## Source text
++++++++++++++++++++

EX-99.3 6 dex993.htm LETTER TO SHAREHOLDERS Letter to Shareholders

 

Exhibit 99.3

 

FORM OF LETTER TO SHAREHOLDERS

 

DREAMS, INC.

2 South University Drive

Plantation, Florida 33324

(954) 377-0002

 

[                    ], 2005

 

Dear Shareholders:

 

We are sending you this letter as a holder of our common stock as of [                    ], 2005 (the “Record Date”), in connection with our offering of non-transferable subscription rights which may be exercised to acquire two shares of our common stock for each share of our common stock that you owned on the Record Date for $0.03 per share ($0.06 per two shares) (the “Rights Offering”). We have described the subscription rights and the Rights Offering in the enclosed Prospectus and evidenced the subscription rights by a Subscription Agreement registered in your name. Enclosed are copies of the following documents:

 

  1. a prospectus dated [                    ], 2005 (the “Prospectus”);

 

  2. a Subscription Agreement with instructions for use of the Subscription Agreement;

 

  3. an Internal Revenue Service Form W-9 (Request for Taxpayer Identification Number and Certification), which you will fill out and return if you are a United States person, and an Internal Revenue Service Form W-8BEN (Certificate of Foreign Status of Beneficial Owner for United States Tax Withholding), which you will fill out and return if you are not a United States person; and

 

  4. a return envelope addressed to Fidelity Transfer Company as the subscription agent (the “Subscription Agent”) for the Rights Offering.

++++++++++++++++++++

Stored entries
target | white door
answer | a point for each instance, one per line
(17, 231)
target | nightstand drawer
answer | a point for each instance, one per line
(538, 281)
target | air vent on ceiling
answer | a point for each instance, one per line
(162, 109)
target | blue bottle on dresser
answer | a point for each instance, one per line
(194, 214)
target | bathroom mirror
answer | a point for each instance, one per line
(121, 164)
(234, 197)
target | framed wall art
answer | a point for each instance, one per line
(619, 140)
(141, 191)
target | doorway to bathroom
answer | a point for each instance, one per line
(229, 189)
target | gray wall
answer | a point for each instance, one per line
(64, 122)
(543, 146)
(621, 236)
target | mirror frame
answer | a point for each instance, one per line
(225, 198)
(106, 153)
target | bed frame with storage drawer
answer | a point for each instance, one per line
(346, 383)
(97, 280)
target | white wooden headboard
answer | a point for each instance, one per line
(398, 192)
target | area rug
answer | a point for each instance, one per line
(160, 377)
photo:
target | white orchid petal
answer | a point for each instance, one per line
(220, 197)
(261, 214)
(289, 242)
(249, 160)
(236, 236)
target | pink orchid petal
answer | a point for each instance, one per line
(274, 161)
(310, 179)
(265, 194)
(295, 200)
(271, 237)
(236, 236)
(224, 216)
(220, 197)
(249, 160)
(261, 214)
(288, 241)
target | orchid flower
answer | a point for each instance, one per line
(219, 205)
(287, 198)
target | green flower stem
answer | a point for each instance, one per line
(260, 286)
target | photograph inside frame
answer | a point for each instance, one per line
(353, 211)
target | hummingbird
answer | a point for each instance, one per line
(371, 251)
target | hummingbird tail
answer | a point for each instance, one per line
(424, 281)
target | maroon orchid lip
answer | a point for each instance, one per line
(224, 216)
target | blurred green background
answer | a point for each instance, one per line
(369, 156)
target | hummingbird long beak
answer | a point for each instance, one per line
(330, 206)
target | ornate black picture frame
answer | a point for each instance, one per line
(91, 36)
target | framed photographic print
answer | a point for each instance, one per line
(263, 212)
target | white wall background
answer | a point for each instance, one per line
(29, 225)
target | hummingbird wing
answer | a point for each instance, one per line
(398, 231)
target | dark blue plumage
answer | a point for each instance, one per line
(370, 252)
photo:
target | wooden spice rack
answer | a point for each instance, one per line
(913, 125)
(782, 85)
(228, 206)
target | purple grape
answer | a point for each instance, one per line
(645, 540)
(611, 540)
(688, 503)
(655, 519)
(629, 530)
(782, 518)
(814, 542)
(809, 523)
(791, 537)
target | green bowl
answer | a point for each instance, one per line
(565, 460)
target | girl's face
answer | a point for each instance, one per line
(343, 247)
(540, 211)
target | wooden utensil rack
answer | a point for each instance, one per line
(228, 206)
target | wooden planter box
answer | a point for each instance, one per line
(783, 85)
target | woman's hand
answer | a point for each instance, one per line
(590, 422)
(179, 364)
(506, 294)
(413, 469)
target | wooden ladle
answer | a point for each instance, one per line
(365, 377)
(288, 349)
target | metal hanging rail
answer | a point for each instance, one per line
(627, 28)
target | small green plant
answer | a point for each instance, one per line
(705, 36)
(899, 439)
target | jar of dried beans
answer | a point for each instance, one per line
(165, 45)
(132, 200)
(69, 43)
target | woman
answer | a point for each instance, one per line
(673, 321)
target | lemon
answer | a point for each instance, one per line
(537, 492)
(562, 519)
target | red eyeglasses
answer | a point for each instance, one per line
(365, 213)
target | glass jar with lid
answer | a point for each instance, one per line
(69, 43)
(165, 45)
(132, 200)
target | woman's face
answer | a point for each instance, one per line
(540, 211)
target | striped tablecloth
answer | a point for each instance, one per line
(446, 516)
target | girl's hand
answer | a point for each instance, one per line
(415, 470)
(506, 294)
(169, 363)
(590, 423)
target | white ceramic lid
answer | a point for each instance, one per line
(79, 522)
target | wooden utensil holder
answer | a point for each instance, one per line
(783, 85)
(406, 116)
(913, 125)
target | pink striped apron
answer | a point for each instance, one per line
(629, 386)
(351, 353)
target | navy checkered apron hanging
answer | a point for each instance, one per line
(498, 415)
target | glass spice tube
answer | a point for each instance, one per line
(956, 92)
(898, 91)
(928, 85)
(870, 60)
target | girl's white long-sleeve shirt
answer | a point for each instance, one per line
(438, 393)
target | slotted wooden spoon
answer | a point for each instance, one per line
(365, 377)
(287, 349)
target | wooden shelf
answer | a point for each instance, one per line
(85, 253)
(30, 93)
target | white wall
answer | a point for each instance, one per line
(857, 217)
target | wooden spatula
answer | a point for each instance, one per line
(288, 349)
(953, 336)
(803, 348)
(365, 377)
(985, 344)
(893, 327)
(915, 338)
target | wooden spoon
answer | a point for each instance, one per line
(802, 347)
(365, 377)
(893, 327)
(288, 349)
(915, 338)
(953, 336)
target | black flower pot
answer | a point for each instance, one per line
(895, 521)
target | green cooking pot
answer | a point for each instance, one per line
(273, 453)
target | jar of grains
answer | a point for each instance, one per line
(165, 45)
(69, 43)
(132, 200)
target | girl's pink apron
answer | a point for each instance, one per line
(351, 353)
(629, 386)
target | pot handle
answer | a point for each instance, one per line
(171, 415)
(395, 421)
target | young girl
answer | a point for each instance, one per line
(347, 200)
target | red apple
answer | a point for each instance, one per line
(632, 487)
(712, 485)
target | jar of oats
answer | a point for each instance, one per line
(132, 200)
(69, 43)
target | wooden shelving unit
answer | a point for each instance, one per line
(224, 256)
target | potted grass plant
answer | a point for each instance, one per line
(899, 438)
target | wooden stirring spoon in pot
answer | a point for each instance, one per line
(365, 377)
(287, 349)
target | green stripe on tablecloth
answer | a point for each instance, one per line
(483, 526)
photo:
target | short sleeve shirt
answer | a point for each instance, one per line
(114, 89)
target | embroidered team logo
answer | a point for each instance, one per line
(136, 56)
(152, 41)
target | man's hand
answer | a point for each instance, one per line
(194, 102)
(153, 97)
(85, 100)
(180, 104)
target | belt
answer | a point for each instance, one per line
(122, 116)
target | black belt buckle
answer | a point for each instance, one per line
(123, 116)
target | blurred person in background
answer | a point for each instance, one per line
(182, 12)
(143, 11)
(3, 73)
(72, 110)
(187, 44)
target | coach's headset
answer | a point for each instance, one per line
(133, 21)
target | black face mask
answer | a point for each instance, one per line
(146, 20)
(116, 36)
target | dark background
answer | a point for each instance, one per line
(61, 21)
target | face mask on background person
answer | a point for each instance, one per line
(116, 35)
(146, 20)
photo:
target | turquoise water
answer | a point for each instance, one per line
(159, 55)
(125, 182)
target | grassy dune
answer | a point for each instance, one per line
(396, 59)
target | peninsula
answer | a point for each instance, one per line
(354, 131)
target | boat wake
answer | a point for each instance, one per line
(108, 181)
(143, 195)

++++++++++++++++++++

## Given exercise 1
Answer these questions using the shareholder letter above:
(a) In what city and state is Dreams, Inc. located?
(b) What is the price per share in the Rights Offering?
(c) Which company is named as the Subscription Agent?
## Given exercise 2
Write out the shareholder letter from "1. a prospectus" to "the Rights Offering.", switching "return envelope" to "reply envelope".
## Given exercise 3
Pick up the shareholder letter after its last sentence and continue writing it.

## Expected output 1
(a) Plantation, Florida
(b) $0.03 per share
(c) Fidelity Transfer Company

## Expected output 2
1. a prospectus dated [                    ], 2005 (the “Prospectus”);

 

  2. a Subscription Agreement with instructions for use of the Subscription Agreement;

 

  3. an Internal Revenue Service Form W-9 (Request for Taxpayer Identification Number and Certification), which you will fill out and return if you are a United States person, and an Internal Revenue Service Form W-8BEN (Certificate of Foreign Status of Beneficial Owner for United States Tax Withholding), which you will fill out and return if you are not a United States person; and

 

  4. a reply envelope addressed to Fidelity Transfer Company as the subscription agent (the “Subscription Agent”) for the Rights Offering.

## Expected output 3
 

Please review the Prospectus which describes how you may participate in this Rights Offering. If you wish to participate in the Rights Offering, you must complete and return your Subscription Agreement and IRS Form W-9 (if you are a United States person) or IRS Form W-8BEN (if you are not a United States person) to the Subscription Agent in the enclosed return envelope. As indicated in the Prospectus, there is a limited period of time during which you will be able to exercise the subscription rights and purchase shares of our common stock in the Rights Offering. We therefore suggest that you act promptly in order to participate in the Rights Offering. The subscription rights are not transferable other than in very limited circumstances (as set forth in the Prospectus) and will not be listed for trading on any stock exchange.

 

Neither Dreams, Inc. nor its Board of Directors is making any recommendation as to whether or not you should exercise your subscription rights. You should make your decision based upon your own assessment of your best interests and after considering all of the information in the Prospectus, including the risk factors.

 

We thank you for your support and confidence and look forward to continuing to serve you.

 

If you have any questions about the Rights Offering, please contact David M. Greene, Senior Vice President of Dreams, Inc., at (954) 377-0002.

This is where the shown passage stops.